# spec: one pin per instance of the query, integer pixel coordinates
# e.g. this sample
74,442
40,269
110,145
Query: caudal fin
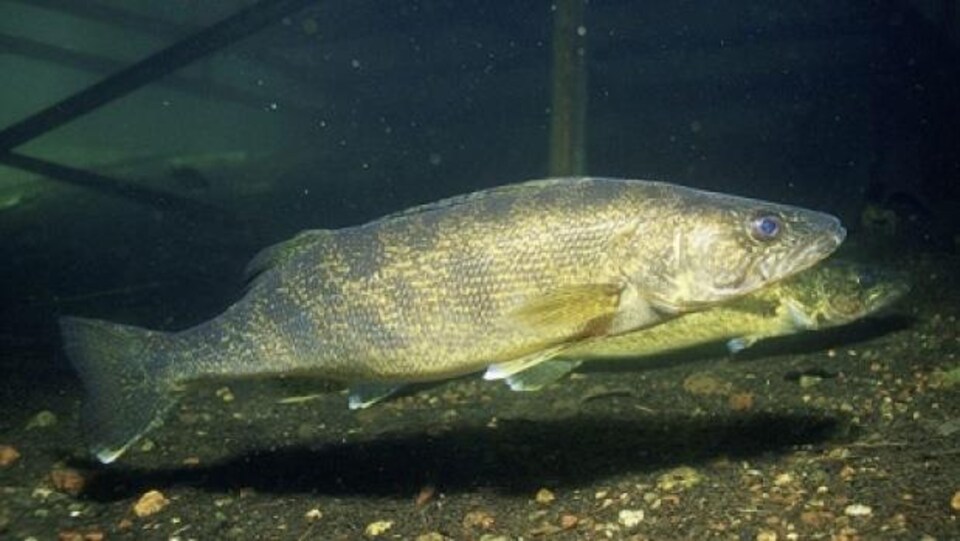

Required work
Starting with the line that contains "# e.g. this sample", reproduce every line down to the end of the listing above, both endpoints included. Pictures stay out.

Reply
# e.g. this sample
74,442
40,269
110,145
Query: caudal fin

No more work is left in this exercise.